» TO BE DONE
Copy out word for word the stretch of the data below from the line containing "of the signboard" through the line containing "x=148, y=221", including both of those lines.

» RECORDS FOR THIS EXERCISE
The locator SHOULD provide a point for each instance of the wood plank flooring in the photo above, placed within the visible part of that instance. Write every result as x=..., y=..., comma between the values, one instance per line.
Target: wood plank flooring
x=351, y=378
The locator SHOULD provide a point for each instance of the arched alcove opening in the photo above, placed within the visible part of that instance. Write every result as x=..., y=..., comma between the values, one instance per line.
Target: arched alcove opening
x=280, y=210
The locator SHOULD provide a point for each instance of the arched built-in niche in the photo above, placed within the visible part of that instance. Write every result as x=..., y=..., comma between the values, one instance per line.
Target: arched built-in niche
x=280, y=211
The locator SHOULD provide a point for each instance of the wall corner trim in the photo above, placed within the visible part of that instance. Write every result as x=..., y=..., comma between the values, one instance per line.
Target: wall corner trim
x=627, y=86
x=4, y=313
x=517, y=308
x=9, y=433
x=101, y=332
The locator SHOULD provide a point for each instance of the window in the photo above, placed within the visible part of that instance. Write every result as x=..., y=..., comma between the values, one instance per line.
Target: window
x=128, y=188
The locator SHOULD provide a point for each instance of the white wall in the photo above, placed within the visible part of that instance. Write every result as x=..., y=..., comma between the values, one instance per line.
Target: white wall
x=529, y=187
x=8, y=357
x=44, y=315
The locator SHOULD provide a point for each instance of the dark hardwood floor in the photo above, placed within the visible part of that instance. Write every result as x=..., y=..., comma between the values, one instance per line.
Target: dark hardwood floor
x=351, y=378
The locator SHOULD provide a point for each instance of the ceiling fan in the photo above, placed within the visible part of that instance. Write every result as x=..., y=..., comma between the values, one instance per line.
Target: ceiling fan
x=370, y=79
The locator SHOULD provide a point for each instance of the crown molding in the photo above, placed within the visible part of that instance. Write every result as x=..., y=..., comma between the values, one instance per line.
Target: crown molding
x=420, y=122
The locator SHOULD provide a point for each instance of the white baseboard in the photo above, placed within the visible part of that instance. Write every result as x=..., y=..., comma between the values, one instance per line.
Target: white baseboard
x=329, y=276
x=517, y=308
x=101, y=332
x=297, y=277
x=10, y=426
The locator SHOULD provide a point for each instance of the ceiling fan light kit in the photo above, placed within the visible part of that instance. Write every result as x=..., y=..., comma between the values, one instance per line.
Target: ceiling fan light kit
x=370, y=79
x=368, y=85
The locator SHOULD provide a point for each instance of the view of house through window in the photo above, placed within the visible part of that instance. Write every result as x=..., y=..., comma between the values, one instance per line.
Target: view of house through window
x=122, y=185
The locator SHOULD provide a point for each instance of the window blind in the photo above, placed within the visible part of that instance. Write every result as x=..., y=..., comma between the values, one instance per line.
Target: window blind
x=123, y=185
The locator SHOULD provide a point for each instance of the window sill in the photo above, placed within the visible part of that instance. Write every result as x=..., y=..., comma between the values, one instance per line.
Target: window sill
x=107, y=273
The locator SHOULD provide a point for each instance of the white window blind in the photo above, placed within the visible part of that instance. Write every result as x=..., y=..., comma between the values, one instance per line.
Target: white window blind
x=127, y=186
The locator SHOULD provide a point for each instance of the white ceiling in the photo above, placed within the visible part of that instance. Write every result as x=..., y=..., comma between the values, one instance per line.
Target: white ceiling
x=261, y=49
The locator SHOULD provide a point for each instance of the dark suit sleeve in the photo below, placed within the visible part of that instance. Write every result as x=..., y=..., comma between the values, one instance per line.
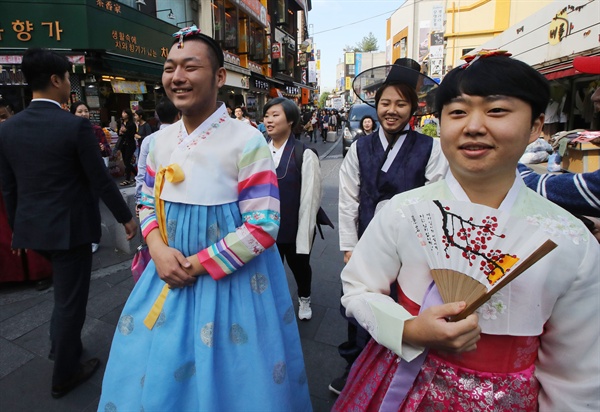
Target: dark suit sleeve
x=98, y=175
x=8, y=184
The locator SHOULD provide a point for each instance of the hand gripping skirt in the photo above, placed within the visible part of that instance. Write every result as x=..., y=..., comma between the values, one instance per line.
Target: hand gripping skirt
x=226, y=345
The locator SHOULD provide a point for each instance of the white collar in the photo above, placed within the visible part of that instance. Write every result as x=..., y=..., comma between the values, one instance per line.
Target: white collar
x=277, y=153
x=506, y=205
x=394, y=151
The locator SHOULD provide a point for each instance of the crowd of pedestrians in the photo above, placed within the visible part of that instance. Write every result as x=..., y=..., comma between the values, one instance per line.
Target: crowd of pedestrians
x=212, y=311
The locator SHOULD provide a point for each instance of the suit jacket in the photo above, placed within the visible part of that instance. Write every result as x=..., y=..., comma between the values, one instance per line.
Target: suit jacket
x=51, y=174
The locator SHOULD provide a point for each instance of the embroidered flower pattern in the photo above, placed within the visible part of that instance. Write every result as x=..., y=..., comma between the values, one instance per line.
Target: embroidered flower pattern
x=493, y=308
x=559, y=226
x=211, y=130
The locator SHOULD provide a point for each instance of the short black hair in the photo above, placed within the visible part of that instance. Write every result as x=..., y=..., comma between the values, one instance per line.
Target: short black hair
x=129, y=113
x=141, y=113
x=496, y=75
x=407, y=91
x=290, y=109
x=216, y=53
x=166, y=110
x=75, y=105
x=39, y=65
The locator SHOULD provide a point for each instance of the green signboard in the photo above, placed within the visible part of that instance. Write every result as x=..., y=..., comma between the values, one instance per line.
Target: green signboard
x=84, y=24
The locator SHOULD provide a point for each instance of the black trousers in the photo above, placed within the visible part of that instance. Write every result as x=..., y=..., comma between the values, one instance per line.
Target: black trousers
x=127, y=152
x=300, y=266
x=324, y=133
x=71, y=276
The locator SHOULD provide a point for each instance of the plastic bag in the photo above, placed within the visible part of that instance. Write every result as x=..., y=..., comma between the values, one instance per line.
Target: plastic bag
x=554, y=162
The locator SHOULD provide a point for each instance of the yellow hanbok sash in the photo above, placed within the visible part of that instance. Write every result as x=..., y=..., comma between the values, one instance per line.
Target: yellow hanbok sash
x=174, y=174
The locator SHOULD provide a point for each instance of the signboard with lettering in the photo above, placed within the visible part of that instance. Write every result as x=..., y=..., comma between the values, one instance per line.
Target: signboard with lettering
x=255, y=9
x=85, y=24
x=276, y=50
x=259, y=84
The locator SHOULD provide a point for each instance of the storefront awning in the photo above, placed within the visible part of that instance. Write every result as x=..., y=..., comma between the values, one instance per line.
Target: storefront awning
x=120, y=64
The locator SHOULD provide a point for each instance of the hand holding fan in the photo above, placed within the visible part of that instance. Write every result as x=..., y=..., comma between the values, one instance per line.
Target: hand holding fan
x=473, y=251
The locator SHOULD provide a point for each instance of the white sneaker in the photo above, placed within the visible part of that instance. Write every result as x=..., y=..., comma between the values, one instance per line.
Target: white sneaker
x=304, y=310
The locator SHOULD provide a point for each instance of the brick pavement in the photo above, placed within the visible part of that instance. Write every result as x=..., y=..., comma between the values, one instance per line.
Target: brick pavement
x=25, y=371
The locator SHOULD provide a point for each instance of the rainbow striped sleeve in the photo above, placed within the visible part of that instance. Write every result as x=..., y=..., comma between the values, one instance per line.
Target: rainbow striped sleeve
x=259, y=205
x=148, y=221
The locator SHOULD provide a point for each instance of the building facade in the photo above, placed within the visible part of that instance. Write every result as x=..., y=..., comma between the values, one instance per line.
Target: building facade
x=438, y=33
x=118, y=48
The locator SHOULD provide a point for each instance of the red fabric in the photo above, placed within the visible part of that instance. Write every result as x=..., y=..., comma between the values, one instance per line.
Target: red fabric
x=508, y=361
x=501, y=367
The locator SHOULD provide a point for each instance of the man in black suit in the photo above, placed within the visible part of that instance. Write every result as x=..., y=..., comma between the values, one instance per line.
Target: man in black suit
x=49, y=166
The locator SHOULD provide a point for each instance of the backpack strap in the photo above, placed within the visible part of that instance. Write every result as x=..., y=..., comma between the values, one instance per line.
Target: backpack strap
x=299, y=148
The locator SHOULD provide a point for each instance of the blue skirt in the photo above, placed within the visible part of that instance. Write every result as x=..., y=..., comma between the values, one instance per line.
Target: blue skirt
x=226, y=345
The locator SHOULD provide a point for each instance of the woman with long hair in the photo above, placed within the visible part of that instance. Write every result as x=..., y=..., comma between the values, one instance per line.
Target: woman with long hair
x=367, y=125
x=299, y=195
x=127, y=145
x=81, y=109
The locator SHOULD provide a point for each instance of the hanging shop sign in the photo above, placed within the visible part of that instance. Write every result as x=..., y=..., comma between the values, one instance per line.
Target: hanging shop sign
x=85, y=24
x=128, y=87
x=293, y=90
x=276, y=50
x=231, y=58
x=255, y=9
x=260, y=85
x=237, y=80
x=255, y=67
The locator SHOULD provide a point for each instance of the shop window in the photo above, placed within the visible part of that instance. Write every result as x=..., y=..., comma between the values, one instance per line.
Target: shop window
x=257, y=42
x=219, y=13
x=281, y=12
x=226, y=24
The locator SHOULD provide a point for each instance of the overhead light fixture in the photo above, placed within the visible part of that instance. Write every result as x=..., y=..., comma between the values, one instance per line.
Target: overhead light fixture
x=184, y=22
x=170, y=15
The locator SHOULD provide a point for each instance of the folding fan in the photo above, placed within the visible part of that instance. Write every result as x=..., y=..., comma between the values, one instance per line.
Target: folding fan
x=472, y=250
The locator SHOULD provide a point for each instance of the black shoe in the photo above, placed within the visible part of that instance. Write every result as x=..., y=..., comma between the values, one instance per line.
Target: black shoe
x=86, y=370
x=43, y=284
x=337, y=385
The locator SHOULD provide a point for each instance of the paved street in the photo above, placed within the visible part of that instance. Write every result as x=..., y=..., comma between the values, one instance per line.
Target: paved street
x=25, y=371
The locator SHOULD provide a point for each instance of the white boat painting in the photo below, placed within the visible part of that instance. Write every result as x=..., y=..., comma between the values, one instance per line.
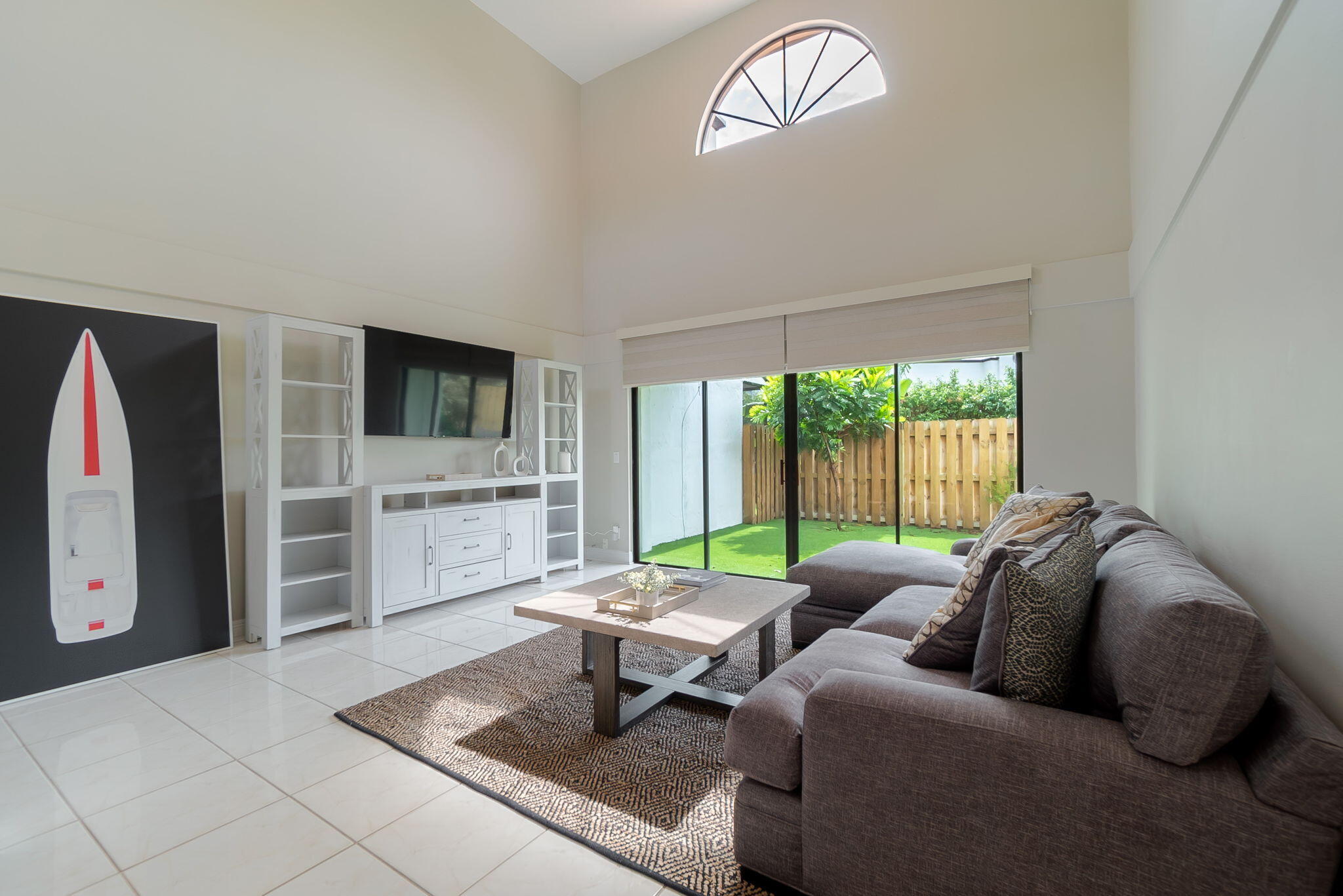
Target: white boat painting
x=90, y=504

» ANSWER TO THE EXERCISE
The locator SHOULD provide a point for each instance of the signboard with lettering in the photo above, placed within the visible part of that instance. Write every result as x=..., y=..., comma between the values, one instance per line.
Target: signboard with lettering
x=255, y=9
x=85, y=24
x=276, y=50
x=259, y=84
The locator SHOULD provide a point for each instance of the storefront awning in the photo above, placed within the visible part of that instance. Write every result as x=..., y=..., comma between the values, one instance per line.
Target: storefront awning
x=120, y=64
The locator SHOULD provide a point for each instance of the hand holding fan in the photo above, placed within the visible part of that instance. Write every result as x=..., y=..., comma between the values, one instance per line.
Target: hand holding fan
x=473, y=251
The locator SHOULD provide a point for each instance of the white sneaker in the photo above, placed within the visible part of that instance. Write every result as x=..., y=..., comma between the values, one instance per line.
Target: white sneaker
x=304, y=310
The locator SHOULD provide a point for each instance of the brick pavement in the photo above, placed within the visible part of that instance. Write every result as x=..., y=..., comma between the values, one instance per line.
Target: brick pavement
x=25, y=371
The locator SHOULD provide a point for each instance of the rainbow striped sleeve in the photo above, placed within the visible part of that instance. Write every result as x=..., y=..., comma between the values, one instance per line.
Target: rainbow striped sleeve
x=259, y=205
x=148, y=221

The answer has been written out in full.